◆ RECORDS

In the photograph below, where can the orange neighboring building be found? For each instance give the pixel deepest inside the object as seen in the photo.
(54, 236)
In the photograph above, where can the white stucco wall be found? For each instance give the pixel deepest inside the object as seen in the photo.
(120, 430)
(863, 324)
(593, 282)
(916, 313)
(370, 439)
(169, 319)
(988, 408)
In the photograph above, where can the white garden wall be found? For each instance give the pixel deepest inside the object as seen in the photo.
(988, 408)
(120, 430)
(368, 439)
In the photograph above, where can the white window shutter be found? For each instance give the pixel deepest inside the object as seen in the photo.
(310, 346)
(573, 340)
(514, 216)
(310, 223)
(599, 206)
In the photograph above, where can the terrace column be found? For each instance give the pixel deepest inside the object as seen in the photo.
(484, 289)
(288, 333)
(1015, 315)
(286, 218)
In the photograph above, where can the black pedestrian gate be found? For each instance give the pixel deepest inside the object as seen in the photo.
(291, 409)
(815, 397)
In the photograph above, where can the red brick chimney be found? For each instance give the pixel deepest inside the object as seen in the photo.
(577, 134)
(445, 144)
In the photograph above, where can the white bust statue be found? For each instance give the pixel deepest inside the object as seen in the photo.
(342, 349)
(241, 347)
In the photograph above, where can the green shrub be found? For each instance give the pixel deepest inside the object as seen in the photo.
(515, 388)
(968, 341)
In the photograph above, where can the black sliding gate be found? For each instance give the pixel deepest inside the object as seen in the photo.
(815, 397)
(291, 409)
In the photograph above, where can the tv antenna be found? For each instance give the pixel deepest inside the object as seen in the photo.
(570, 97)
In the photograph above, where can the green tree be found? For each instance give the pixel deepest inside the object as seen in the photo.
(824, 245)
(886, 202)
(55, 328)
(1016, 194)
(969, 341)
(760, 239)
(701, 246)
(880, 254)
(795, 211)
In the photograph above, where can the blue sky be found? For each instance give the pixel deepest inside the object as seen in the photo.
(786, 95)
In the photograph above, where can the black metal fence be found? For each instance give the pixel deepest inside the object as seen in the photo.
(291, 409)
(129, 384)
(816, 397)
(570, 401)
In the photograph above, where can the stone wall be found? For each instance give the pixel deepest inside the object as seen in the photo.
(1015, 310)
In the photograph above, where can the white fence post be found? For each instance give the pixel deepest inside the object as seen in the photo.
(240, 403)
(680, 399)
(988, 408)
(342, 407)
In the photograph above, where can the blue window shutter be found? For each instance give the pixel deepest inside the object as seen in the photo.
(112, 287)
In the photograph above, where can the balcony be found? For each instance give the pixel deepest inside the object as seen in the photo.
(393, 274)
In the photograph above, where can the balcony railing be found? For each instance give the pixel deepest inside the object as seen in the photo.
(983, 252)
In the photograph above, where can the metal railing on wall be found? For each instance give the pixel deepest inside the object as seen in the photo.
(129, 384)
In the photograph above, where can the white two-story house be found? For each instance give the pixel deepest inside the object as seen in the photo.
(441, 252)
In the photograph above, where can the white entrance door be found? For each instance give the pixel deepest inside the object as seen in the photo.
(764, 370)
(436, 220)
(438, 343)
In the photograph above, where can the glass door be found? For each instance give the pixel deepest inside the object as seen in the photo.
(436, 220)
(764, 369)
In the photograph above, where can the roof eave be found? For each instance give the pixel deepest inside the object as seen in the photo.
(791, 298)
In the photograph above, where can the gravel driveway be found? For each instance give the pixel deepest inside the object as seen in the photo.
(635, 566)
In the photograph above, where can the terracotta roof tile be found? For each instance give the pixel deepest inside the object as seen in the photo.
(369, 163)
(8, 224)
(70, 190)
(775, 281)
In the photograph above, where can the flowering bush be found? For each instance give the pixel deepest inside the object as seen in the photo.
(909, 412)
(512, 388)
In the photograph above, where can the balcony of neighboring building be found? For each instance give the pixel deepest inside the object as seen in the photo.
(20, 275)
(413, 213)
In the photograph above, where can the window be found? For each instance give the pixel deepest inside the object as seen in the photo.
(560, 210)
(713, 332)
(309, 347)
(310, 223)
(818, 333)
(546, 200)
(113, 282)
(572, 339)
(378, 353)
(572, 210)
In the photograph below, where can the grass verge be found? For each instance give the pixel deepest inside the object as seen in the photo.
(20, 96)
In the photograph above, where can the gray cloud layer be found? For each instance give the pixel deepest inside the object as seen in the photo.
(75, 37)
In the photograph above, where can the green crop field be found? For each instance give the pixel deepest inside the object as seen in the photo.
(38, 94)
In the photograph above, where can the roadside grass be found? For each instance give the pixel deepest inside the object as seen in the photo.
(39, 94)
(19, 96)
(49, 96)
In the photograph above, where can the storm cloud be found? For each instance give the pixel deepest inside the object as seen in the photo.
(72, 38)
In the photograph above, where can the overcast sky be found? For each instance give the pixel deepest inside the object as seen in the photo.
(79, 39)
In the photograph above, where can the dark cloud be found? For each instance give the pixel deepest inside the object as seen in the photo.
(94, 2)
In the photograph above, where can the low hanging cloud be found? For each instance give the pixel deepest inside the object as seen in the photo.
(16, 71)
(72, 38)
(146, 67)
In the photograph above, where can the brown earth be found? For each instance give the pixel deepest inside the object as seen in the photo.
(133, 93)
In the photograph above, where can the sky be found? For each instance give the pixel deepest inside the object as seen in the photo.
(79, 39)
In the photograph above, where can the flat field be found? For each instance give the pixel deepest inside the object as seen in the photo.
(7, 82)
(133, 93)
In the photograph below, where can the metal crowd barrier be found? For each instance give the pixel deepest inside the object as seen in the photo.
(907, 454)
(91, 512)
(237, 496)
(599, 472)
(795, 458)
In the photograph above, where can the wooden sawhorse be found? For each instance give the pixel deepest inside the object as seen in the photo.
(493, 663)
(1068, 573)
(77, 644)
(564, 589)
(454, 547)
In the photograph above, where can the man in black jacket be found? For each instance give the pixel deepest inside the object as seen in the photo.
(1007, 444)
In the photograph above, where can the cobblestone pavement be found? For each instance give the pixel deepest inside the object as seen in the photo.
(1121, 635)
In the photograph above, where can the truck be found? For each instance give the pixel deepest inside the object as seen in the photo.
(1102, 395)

◆ THE REQUEST
Using the listing above, reproduce each line without omission.

◆ EXPECTED ANSWER
In the photograph below, where can the orange neighboring building be found? For each instance give the pixel deepest inside the object as seen in the photo.
(54, 236)
In the photograph above, where can the white stucco wall be found? For each instance give the pixel deepest inside the object as seen in the photo.
(120, 430)
(863, 324)
(593, 282)
(916, 313)
(370, 439)
(169, 319)
(988, 408)
In the photograph above, where can the white garden wall be found? For each instance give the pixel deepest inside the object as seen in the photo.
(988, 408)
(120, 430)
(368, 439)
In the photograph above, where can the white window shutter be found? For each instance give the pixel deepest inside the object as seen in the photo.
(310, 346)
(573, 340)
(514, 216)
(310, 223)
(599, 206)
In the photograph above, where can the terrace column be found? For each instance give the pixel deepest inside the object as seen in the photo.
(484, 289)
(288, 333)
(1015, 315)
(286, 218)
In the photograph above, where can the black pedestrian gate be found? For each instance give the pixel deepest inside the object as seen in the photo.
(291, 409)
(815, 397)
In the photograph above, where can the red brick chimney be found? For each instance give the pixel deepest inside the object as seen in the photo.
(577, 134)
(445, 144)
In the photograph above, where can the white bust statue be found? For each instance give the pixel deepest inside the object as seen in the photo.
(342, 349)
(241, 347)
In the photograph above, where can the green shrub be found? For each instance give the pixel deepest inside the object as seen in the photo.
(515, 388)
(968, 341)
In the photograph above, where can the black sliding gate be found? For each instance give the pixel deepest inside the object as seen in the photo.
(815, 397)
(291, 409)
In the photograph above, where can the tv antenna be found? For each instance give the pixel deepest inside the object as seen in the photo.
(570, 97)
In the photograph above, where can the green tree be found? For each instance give the pixel deepest inside the object as seen in the photo.
(824, 245)
(886, 202)
(55, 328)
(1016, 194)
(969, 341)
(760, 239)
(701, 246)
(880, 254)
(795, 211)
In the photograph above, where can the blue sky be found? For each instance give the pixel deepest inside the object as seen in the photo.
(786, 95)
In the photograph above, where can the black metal fence be found? For each instance give the pixel deepest inside the object as seen in the photo.
(291, 409)
(129, 384)
(816, 397)
(570, 401)
In the photograph above, where can the stone wall be found? For each instance give the pixel deepest inside the object as seen in the photo.
(1015, 310)
In the photograph above, where can the white fence post be found? For each instance give the pixel deepest inside the object as seen in the photo.
(240, 403)
(680, 399)
(988, 408)
(342, 407)
In the photograph above, where can the blue window shutter be found? For each instance give the pixel deepest inside the object as seen in the photo.
(112, 287)
In the photograph above, where can the balcony be found? For each instance give the pixel deepest inside the object as seen in the photo.
(393, 274)
In the photograph above, where can the balcony railing be found? For each instance give the pixel deepest inside the object as seen in the photo.
(983, 252)
In the photograph above, where can the metal railing on wall be found? For each instance give the pixel deepest inside the object as seen in the photo.
(129, 384)
In the photograph above, where can the white two-story house be found? For each instance give the pixel deepest inside the object as seen in the photo.
(441, 252)
In the photograph above, where can the white entrance door be found? For each instance give the pixel deepest inside the object as seen in the photo.
(764, 370)
(436, 220)
(438, 343)
In the photograph above, where can the glass door be found? For each instance give the pixel deepest inside the object as seen in the photo.
(436, 220)
(764, 369)
In the photograph above, where can the roof eave be found? For each instance give the pixel deepest inside the object as seen in the photo.
(791, 298)
In the photograph above, where can the gravel driveway be found? For each instance give the pixel deepest inside the object as seen in the photo.
(635, 566)
In the photograph above, where can the terracotta roof tile be found? For each instance give the pixel deepest inside the object as seen in the photo.
(369, 163)
(8, 224)
(70, 190)
(775, 281)
In the photograph above, where can the flowering bush be found? For each instance give the pixel deepest inside the object as seen in the photo.
(909, 412)
(512, 388)
In the photograph above, where can the balcony of neighboring building be found? For each instance give the pixel deepest inside the object as seen in the photo.
(20, 275)
(413, 213)
In the photograph above, where can the window be found? For each instance give the pixel deepest inside the object as seen in the photo.
(560, 210)
(713, 332)
(309, 347)
(310, 223)
(818, 333)
(546, 200)
(113, 282)
(572, 339)
(378, 353)
(572, 210)
In the photograph below, where can the grass verge be found? For each instance give the pixel deepest inside the object as seen in the photo.
(20, 96)
In the photograph above, where can the gray cloud layer be found? For each instance give the pixel deepest inside the object as seen in the photo.
(75, 37)
In the photograph above, where can the green crop field be found? For each instance give the pixel deepest inside the object as seen in the photo.
(38, 94)
In the photograph above, where can the roadside grass be found? For each instance give the pixel deepest inside the object as seen in the photo.
(39, 94)
(19, 96)
(49, 96)
In the photograph above, where can the storm cloud be found? For each instance give the pixel deepest inside the object as seen in the photo.
(72, 38)
In the photograph above, where can the overcast sky be found? For each instance give the pixel deepest inside the object as seen in the photo.
(79, 39)
In the photograph above, where can the dark cloud be found? For each instance give the pixel deepest inside the object as seen in the photo.
(94, 2)
In the photograph above, where can the low hanging cloud be found? For each instance give the pixel deepest inside the object as seen in the photo.
(16, 71)
(72, 38)
(146, 67)
In the photograph above, where can the brown earth be found? For each instance give the pixel deepest inside the object as seen in the photo.
(133, 93)
In the photograph above, where can the sky be found? For each instance give the pixel deepest inside the object as seen in the photo.
(79, 39)
In the photograph above, where can the flat field be found? For each instance give the pixel deepest inside the object as seen in the photo.
(7, 82)
(133, 93)
In the photograph below, where can the metal crowd barrier be found? For each instance give the pixel deepest inside the object as seen in the photo.
(907, 454)
(91, 512)
(237, 496)
(599, 472)
(795, 458)
In the photograph above, where can the wooden sawhorse be found? For each instance give the pixel deepest inside the object as seen in the photo.
(493, 663)
(1068, 573)
(77, 644)
(564, 589)
(454, 547)
In the photograph above, where can the man in black jacket be found? For each instance give the pixel deepest inside the object as seen in the photo.
(1007, 444)
In the photograph above, where can the cobblestone pavement be found? For each instance give the pixel deepest inside the object as seen in the photo.
(1121, 635)
In the photograph above, where can the truck be found? For each instance give the pixel deepest inside the object as seen in the photo.
(1102, 395)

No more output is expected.